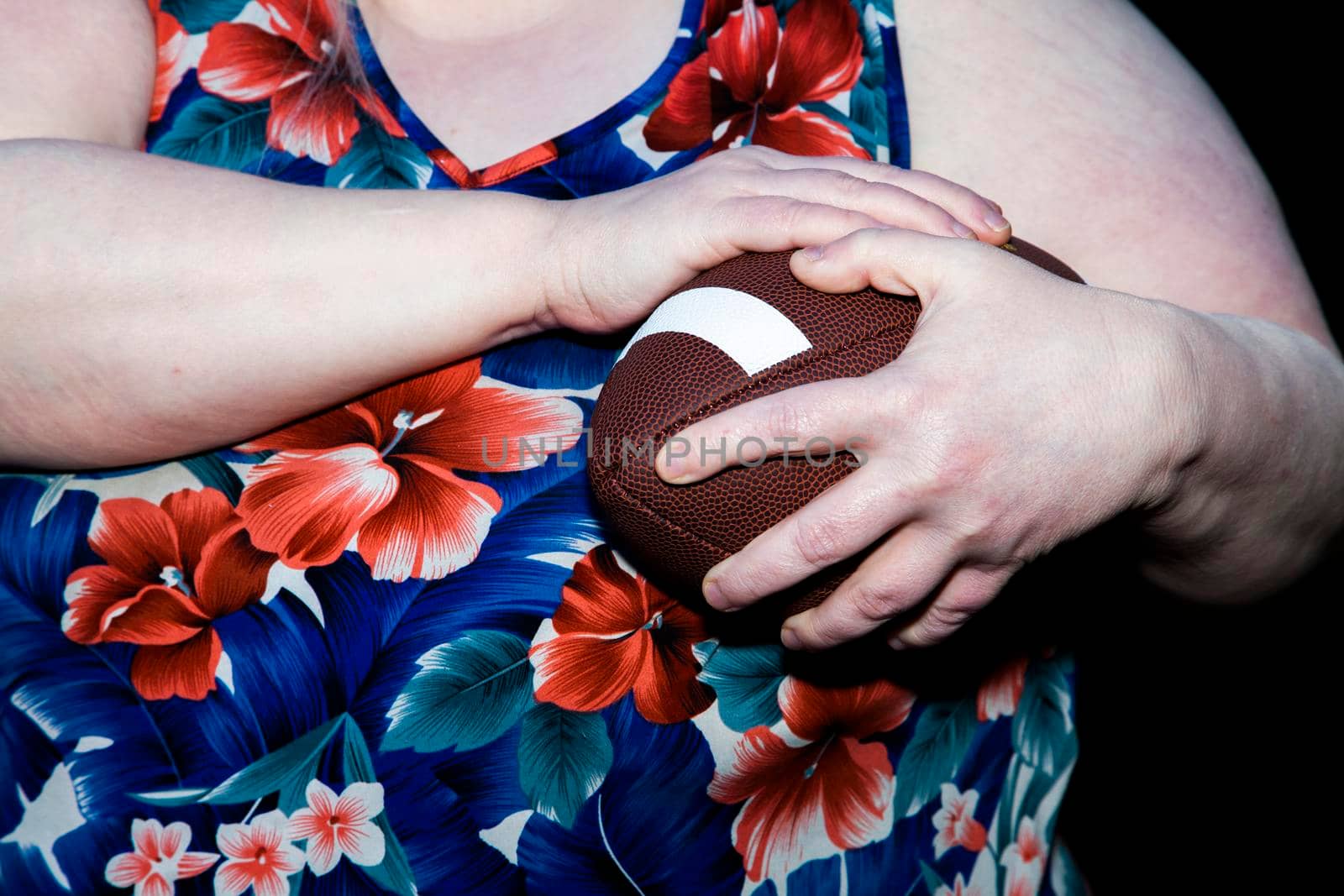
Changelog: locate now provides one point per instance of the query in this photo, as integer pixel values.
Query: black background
(1206, 766)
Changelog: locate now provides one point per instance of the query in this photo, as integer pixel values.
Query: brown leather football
(737, 332)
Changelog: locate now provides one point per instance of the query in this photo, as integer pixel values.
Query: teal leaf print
(746, 681)
(51, 496)
(199, 15)
(394, 873)
(217, 132)
(934, 750)
(376, 160)
(467, 694)
(215, 474)
(564, 757)
(276, 772)
(1043, 727)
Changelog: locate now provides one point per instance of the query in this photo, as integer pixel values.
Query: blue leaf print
(746, 681)
(652, 805)
(376, 160)
(1043, 726)
(264, 777)
(394, 873)
(554, 360)
(199, 15)
(467, 694)
(937, 747)
(562, 759)
(217, 132)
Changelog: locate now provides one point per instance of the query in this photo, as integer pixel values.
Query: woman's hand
(1025, 411)
(617, 255)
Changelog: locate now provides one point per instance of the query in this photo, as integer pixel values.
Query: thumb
(891, 259)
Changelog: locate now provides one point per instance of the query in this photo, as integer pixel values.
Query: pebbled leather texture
(667, 380)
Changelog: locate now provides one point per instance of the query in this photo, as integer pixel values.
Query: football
(741, 331)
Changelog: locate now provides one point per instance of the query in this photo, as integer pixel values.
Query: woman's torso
(474, 647)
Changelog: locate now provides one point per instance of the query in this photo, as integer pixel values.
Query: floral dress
(351, 656)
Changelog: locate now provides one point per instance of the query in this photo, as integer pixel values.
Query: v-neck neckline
(546, 150)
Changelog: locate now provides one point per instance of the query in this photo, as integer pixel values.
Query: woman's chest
(501, 92)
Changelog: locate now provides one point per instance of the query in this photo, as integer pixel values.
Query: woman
(349, 652)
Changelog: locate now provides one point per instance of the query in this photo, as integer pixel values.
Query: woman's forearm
(1258, 490)
(151, 308)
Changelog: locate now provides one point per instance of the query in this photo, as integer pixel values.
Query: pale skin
(1195, 385)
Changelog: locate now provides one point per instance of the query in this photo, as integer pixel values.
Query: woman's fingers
(837, 524)
(885, 202)
(812, 423)
(967, 590)
(779, 223)
(891, 580)
(978, 212)
(890, 259)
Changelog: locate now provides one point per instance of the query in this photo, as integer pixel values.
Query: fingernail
(996, 221)
(674, 470)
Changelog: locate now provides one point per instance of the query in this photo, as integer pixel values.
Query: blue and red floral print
(376, 652)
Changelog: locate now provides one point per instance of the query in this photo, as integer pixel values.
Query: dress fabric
(374, 652)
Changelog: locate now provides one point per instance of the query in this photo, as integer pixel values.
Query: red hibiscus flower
(246, 63)
(259, 855)
(171, 571)
(336, 826)
(616, 633)
(753, 76)
(956, 824)
(1025, 860)
(830, 790)
(382, 470)
(159, 860)
(172, 60)
(1001, 691)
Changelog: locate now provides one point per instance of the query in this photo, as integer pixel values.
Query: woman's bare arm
(161, 307)
(1108, 148)
(151, 308)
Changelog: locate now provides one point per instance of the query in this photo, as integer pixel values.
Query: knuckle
(823, 627)
(784, 417)
(873, 602)
(942, 618)
(819, 542)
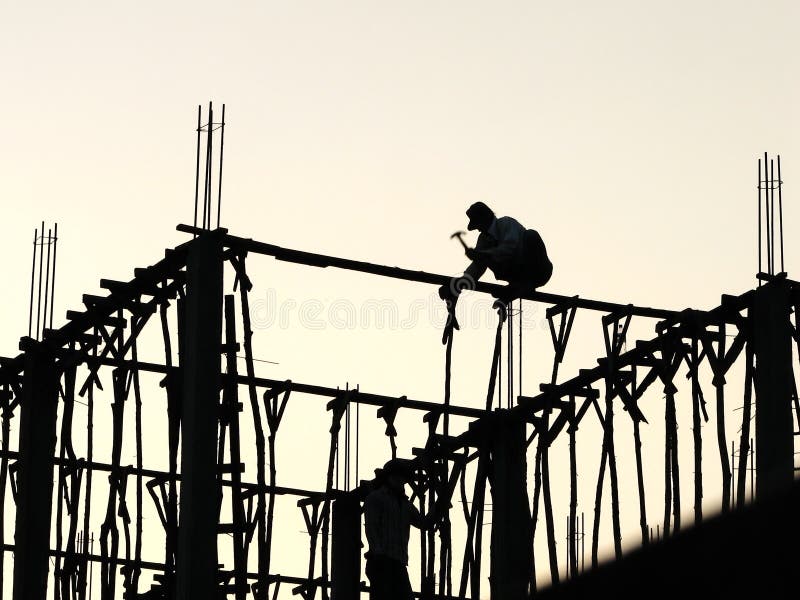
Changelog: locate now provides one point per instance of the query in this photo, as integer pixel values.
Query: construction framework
(55, 486)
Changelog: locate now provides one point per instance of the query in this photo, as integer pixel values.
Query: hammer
(458, 235)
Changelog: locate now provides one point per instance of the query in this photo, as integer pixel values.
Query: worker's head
(480, 217)
(394, 474)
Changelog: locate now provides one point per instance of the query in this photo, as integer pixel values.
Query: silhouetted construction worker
(388, 517)
(513, 254)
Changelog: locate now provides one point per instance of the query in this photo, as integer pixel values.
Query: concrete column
(773, 385)
(196, 576)
(511, 553)
(346, 550)
(37, 446)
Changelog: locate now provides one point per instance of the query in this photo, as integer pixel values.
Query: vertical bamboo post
(774, 380)
(199, 505)
(510, 549)
(697, 438)
(37, 439)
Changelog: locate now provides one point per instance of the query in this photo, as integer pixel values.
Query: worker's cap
(478, 213)
(395, 466)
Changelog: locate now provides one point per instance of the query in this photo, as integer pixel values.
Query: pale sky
(626, 133)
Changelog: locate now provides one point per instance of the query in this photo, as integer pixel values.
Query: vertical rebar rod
(53, 282)
(637, 446)
(745, 436)
(221, 148)
(722, 442)
(520, 346)
(766, 215)
(207, 171)
(780, 211)
(33, 278)
(247, 335)
(210, 163)
(137, 396)
(667, 466)
(39, 293)
(572, 557)
(232, 407)
(697, 437)
(752, 470)
(5, 415)
(772, 209)
(583, 542)
(759, 218)
(87, 503)
(510, 335)
(46, 279)
(197, 167)
(733, 473)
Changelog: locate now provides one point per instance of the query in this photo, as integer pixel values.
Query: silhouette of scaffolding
(209, 403)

Problem statement. Keep the pictures out of your copy, and repeat every entry above exactly.

Finished answer.
Changelog: locate now provides one point per instance of the query in this photo, as integer pixel values.
Query: black background
(1206, 766)
Changelog: locate now provides one point per instance of the query in this photo, as integer pixel values.
Query: brown leather football
(737, 332)
Changelog: locate now provides one point per instance of the query in this photo, as integer pixel values.
Query: teal leaf print
(746, 681)
(51, 496)
(199, 15)
(394, 873)
(217, 132)
(934, 750)
(376, 160)
(467, 694)
(215, 474)
(564, 757)
(276, 772)
(1043, 727)
Changelog: locate now provides one point per instance of the query in this photo, as integer pixel values.
Query: blue leaf print
(746, 681)
(652, 805)
(376, 160)
(1043, 726)
(264, 777)
(394, 873)
(554, 360)
(199, 15)
(467, 694)
(937, 747)
(562, 759)
(217, 132)
Changelog: locate now provides one point per instance of the query in this photo, as integer pixel values.
Query: woman's hand
(1025, 411)
(617, 255)
Changelog: locate now provides one point per instance of the query in this photo, as integer pixel values.
Query: thumb
(891, 259)
Changelog: locate now provides one point per instance of the query in this photo, as integer pixel values.
Query: pebbled leather texture
(667, 380)
Changelog: locate now provides one point per instance of the query in this photo, as integer pixel values.
Query: football
(741, 331)
Changelog: locate now provides one point per instance of the query in this photo, as integer pixel values.
Query: woman's torso
(474, 647)
Changelog: locate now provides one point per instance of the query in this photo, as integer pixel values.
Query: floral dress
(351, 656)
Changelog: locate now provides one point per instance of the query in this photo, as integer pixel values.
Query: v-neck neckline
(546, 150)
Changelog: locate now provides one point per instance of the query in this photo, as integer pixel values.
Query: woman's chest
(501, 92)
Changelog: locate now provides one point per instance of the query in this photo, as integer pixel values.
Query: woman
(349, 652)
Changelog: locate now provides one point per instance of the query in this photo, as integer pixel values.
Query: woman's forearm
(1258, 490)
(151, 308)
Changelog: locate now provides one point per instance of the query in this photo, as integer pixel values.
Query: pale skin
(1195, 385)
Changelog: locate now provides one point per instance of the query in this photo, as integer pixel values.
Query: woman's fingers
(837, 524)
(885, 202)
(812, 423)
(967, 590)
(779, 223)
(891, 580)
(978, 212)
(890, 259)
Changelog: locate now provides one point per instance of the query in this photo, as integer pixel values.
Query: fingernail
(996, 221)
(674, 470)
Changelog: locate now provides one point per instance of the query in this photo, as integer pixel values.
Query: blue and red floral print
(376, 652)
Changelog: locate now provides one point per instance of the query in this photo, as integer pixel values.
Query: dress fabric
(374, 652)
Changelog: locate now provides one point per instance of the query in this photo, as integer pixel values.
Query: red hibiscus flower
(246, 63)
(259, 855)
(171, 571)
(336, 826)
(616, 633)
(753, 76)
(956, 824)
(1025, 860)
(830, 790)
(382, 470)
(159, 860)
(172, 60)
(1001, 691)
Changelog: locate now provides one point per instance of the query in this photo, as integer pixel values.
Query: woman's bare arm
(161, 307)
(1108, 148)
(151, 308)
Changelog: locate now provides one point per instance of the query in this photo, as integer pixel values.
Query: knuckle
(823, 627)
(784, 417)
(873, 602)
(942, 618)
(819, 542)
Changelog: locate now provides one point per instance of the query in this photo, as integer pixel values.
Query: construction framework
(55, 486)
Changelog: locate now provides one point per instance of the query in this photo, as integer pixel values.
Query: hammer
(458, 235)
Changelog: locate now provides one point per instance of the query in this photo, as integer pixel values.
Query: worker's head
(480, 217)
(394, 474)
Changelog: locate now provides one point per instance of the query in this photo, as integer pixel values.
Query: silhouetted construction worker
(388, 517)
(513, 254)
Changelog: locate now provides one point per instance of the query in this photo, as integer pixel values.
Query: concrete column
(773, 385)
(196, 576)
(511, 553)
(346, 550)
(37, 446)
Changelog: locate now provides one point per instance of the query in this photo, as integer pixel values.
Query: vertical bamboo post
(774, 380)
(199, 505)
(510, 549)
(697, 438)
(37, 439)
Changelog: locate now provides one point per instance of the query in this photo, as integer pixel values.
Query: worker's cap
(478, 213)
(395, 466)
Changelog: locate now provides one point per instance of the query in this photo, as integer pixel values.
Query: pale sky
(626, 133)
Changelog: locate now provides one point per instance of the query in this photo, as integer pixel values.
Query: vertical rebar rod
(53, 282)
(637, 446)
(745, 436)
(221, 148)
(722, 442)
(520, 346)
(766, 215)
(207, 171)
(780, 211)
(33, 278)
(247, 335)
(210, 163)
(137, 396)
(667, 466)
(39, 293)
(572, 557)
(232, 407)
(697, 437)
(752, 470)
(5, 415)
(772, 209)
(583, 542)
(759, 218)
(87, 503)
(510, 335)
(46, 279)
(197, 167)
(733, 473)
Changelog: locate now provides one point per instance of the query in this photo, as integer pixel values.
Query: silhouette of scaffolding
(209, 403)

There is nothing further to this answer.